Below are the records; retype each one exactly.
========
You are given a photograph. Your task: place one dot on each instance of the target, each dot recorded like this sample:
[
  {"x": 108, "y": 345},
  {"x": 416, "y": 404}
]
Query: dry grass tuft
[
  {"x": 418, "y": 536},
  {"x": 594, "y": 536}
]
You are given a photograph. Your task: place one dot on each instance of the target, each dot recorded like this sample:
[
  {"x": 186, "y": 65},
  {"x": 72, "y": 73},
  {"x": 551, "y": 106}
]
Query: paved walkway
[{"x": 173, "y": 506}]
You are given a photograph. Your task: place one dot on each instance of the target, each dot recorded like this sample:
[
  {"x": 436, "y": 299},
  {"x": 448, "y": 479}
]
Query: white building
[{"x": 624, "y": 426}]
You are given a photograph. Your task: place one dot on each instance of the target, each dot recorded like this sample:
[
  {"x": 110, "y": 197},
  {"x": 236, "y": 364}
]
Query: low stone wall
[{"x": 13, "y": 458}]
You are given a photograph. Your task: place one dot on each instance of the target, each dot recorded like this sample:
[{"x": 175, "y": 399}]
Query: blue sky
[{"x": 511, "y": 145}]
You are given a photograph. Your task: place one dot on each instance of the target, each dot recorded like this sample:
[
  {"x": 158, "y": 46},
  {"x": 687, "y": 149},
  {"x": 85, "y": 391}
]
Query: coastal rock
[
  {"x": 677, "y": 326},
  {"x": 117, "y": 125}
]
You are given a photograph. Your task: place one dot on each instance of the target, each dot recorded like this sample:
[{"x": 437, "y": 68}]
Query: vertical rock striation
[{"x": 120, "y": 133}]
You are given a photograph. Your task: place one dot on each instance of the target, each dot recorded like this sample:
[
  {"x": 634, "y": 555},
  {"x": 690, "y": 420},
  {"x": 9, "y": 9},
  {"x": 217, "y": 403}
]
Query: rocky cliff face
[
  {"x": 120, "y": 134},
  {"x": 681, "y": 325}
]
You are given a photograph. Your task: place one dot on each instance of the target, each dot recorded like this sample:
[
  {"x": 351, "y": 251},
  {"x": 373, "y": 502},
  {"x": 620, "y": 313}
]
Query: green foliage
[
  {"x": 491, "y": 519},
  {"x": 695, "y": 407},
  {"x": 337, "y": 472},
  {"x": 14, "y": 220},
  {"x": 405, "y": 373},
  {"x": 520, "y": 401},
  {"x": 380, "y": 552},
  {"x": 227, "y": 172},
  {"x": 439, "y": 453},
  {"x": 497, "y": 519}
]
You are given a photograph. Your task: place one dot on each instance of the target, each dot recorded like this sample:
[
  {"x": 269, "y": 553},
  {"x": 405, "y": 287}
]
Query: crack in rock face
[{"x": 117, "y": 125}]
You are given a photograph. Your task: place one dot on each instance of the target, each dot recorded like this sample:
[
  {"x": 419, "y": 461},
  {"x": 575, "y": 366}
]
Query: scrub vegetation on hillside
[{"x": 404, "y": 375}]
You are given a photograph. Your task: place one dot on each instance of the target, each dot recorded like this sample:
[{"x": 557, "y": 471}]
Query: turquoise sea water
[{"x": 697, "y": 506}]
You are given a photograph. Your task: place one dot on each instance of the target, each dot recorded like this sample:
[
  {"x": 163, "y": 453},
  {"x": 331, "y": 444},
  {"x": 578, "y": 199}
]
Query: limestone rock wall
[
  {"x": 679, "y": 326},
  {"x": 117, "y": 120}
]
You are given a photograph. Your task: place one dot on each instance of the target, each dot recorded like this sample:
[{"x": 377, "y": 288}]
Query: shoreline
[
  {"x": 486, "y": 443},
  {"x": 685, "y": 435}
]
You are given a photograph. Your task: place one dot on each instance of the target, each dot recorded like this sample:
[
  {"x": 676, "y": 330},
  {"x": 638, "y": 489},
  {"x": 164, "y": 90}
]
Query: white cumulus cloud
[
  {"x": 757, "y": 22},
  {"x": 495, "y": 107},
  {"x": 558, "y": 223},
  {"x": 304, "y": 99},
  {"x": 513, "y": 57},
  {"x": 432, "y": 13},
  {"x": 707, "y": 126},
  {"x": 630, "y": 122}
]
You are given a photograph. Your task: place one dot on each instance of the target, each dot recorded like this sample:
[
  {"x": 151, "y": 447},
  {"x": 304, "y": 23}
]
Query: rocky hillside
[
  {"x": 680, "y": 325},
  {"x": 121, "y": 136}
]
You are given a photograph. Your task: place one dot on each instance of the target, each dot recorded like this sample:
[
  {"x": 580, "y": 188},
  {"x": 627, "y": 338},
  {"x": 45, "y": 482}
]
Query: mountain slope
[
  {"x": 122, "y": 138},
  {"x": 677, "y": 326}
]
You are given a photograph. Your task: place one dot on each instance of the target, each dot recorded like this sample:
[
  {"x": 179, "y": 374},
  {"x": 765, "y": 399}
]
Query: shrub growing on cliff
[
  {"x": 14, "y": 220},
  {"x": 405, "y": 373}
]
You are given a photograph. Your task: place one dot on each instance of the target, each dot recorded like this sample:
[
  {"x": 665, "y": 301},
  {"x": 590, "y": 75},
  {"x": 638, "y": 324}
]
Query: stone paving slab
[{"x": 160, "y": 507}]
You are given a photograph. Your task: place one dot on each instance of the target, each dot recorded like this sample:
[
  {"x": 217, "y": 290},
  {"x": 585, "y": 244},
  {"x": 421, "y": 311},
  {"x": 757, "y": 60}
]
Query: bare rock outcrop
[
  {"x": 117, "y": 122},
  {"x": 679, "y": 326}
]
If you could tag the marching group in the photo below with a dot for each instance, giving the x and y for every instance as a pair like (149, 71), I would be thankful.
========
## Solution to this exercise
You are given a photograph. Your task: place one dot on each instance of the target, each dot recorded like this sample:
[
  {"x": 108, "y": 345},
  {"x": 416, "y": 404}
]
Query: dry grass tuft
[
  {"x": 418, "y": 536},
  {"x": 594, "y": 536}
]
You are given a photograph. Your task: place one dot on each instance of the target, each dot recorded like this sample:
[
  {"x": 186, "y": 65},
  {"x": 72, "y": 73},
  {"x": 551, "y": 106}
]
Query: paved walkway
[{"x": 173, "y": 506}]
You are given a photograph. Your task: place one dot on each instance of the target, each dot recorded like this sample:
[
  {"x": 436, "y": 299},
  {"x": 448, "y": 479}
]
Query: white building
[{"x": 624, "y": 426}]
You are given a photograph. Your task: place one dot on each instance of the target, each dot recorded like this sample:
[
  {"x": 110, "y": 197},
  {"x": 236, "y": 364}
]
Query: low stone wall
[{"x": 13, "y": 458}]
You are given a photograph. Your task: place one dot on each instance of the target, each dot recorded like this sample:
[{"x": 175, "y": 399}]
Query: blue sky
[{"x": 511, "y": 145}]
You are given a photograph. Your task: place one dot on each instance of the target, each dot recorded like this sample:
[
  {"x": 158, "y": 46},
  {"x": 687, "y": 149},
  {"x": 85, "y": 391}
]
Query: coastal rock
[
  {"x": 677, "y": 326},
  {"x": 117, "y": 125}
]
You are given a photograph. Your task: place one dot on each instance of the target, each dot recorded like this sample:
[{"x": 437, "y": 68}]
Query: vertical rock striation
[{"x": 120, "y": 133}]
You are given a photograph. Your task: place one dot on each instance of the target, each dot recorded like this sample:
[
  {"x": 634, "y": 555},
  {"x": 690, "y": 420},
  {"x": 9, "y": 9},
  {"x": 217, "y": 403}
]
Query: rocky cliff face
[
  {"x": 120, "y": 134},
  {"x": 681, "y": 325}
]
You are given a photograph. Your task: place one dot on each instance of the target, each dot recorded like this sample:
[
  {"x": 351, "y": 251},
  {"x": 373, "y": 502},
  {"x": 620, "y": 313}
]
Query: green foliage
[
  {"x": 491, "y": 519},
  {"x": 695, "y": 407},
  {"x": 337, "y": 472},
  {"x": 14, "y": 220},
  {"x": 405, "y": 373},
  {"x": 520, "y": 401},
  {"x": 380, "y": 552},
  {"x": 227, "y": 172},
  {"x": 439, "y": 453},
  {"x": 497, "y": 519}
]
You are given a photograph. Your task: place one dot on each instance of the target, each dot recorded like this sample:
[
  {"x": 269, "y": 553},
  {"x": 405, "y": 287}
]
Query: crack in rock face
[{"x": 117, "y": 125}]
You are given a photograph. Your task: place one dot on each instance of the target, each dot recorded like this sample:
[
  {"x": 419, "y": 461},
  {"x": 575, "y": 366}
]
Query: scrub vegetation on hillside
[{"x": 404, "y": 375}]
You are given a photograph. Your task: place one dot on each instance of the target, each dot recorded like this sample:
[{"x": 557, "y": 471}]
Query: turquoise sea water
[{"x": 697, "y": 506}]
You are given a photograph. Your task: place one dot on each instance of the target, each dot recorded like this sample:
[
  {"x": 163, "y": 453},
  {"x": 331, "y": 444},
  {"x": 578, "y": 199}
]
Query: limestone rock wall
[
  {"x": 679, "y": 326},
  {"x": 117, "y": 120}
]
You are given a photograph. Your task: place one dot on each instance of the target, each dot recorded like this sample:
[{"x": 377, "y": 288}]
Query: shoreline
[
  {"x": 486, "y": 443},
  {"x": 685, "y": 435}
]
You are given a photograph. Your task: place one dot on each instance of the target, each dot recorded like this sample:
[
  {"x": 676, "y": 330},
  {"x": 638, "y": 489},
  {"x": 164, "y": 90}
]
Query: white cumulus cloud
[
  {"x": 757, "y": 22},
  {"x": 495, "y": 107},
  {"x": 558, "y": 223},
  {"x": 304, "y": 99},
  {"x": 513, "y": 57},
  {"x": 432, "y": 13},
  {"x": 707, "y": 126},
  {"x": 630, "y": 122}
]
You are given a photograph. Your task: place one dot on each instance of the target, each dot recorded like this sample:
[
  {"x": 151, "y": 447},
  {"x": 304, "y": 23}
]
Query: rocky hillside
[
  {"x": 680, "y": 325},
  {"x": 121, "y": 136}
]
You are given a photograph. Your task: place one dot on each instance of the target, each dot recorded like this sample:
[
  {"x": 580, "y": 188},
  {"x": 627, "y": 338},
  {"x": 45, "y": 482}
]
Query: mountain slope
[
  {"x": 122, "y": 138},
  {"x": 677, "y": 326}
]
You are given a photograph. Your task: place one dot on each instance of the target, each dot recorded like this sample:
[
  {"x": 179, "y": 374},
  {"x": 765, "y": 399}
]
Query: shrub growing on cliff
[
  {"x": 14, "y": 220},
  {"x": 405, "y": 373}
]
You are given a photograph. Your task: place one dot on each instance of the target, each dot recorded like this sample:
[
  {"x": 665, "y": 301},
  {"x": 590, "y": 75},
  {"x": 638, "y": 324}
]
Query: stone paving slab
[{"x": 160, "y": 507}]
You are given a photograph. Your task: place one dot on each instance of the target, each dot recorded like this sample:
[
  {"x": 217, "y": 290},
  {"x": 585, "y": 244},
  {"x": 421, "y": 311},
  {"x": 757, "y": 60}
]
Query: bare rock outcrop
[
  {"x": 117, "y": 122},
  {"x": 679, "y": 326}
]
If you could tag the marching group in the photo below with a dot for each instance, giving the x and y for every instance as a pair like (149, 71), I would be thankful.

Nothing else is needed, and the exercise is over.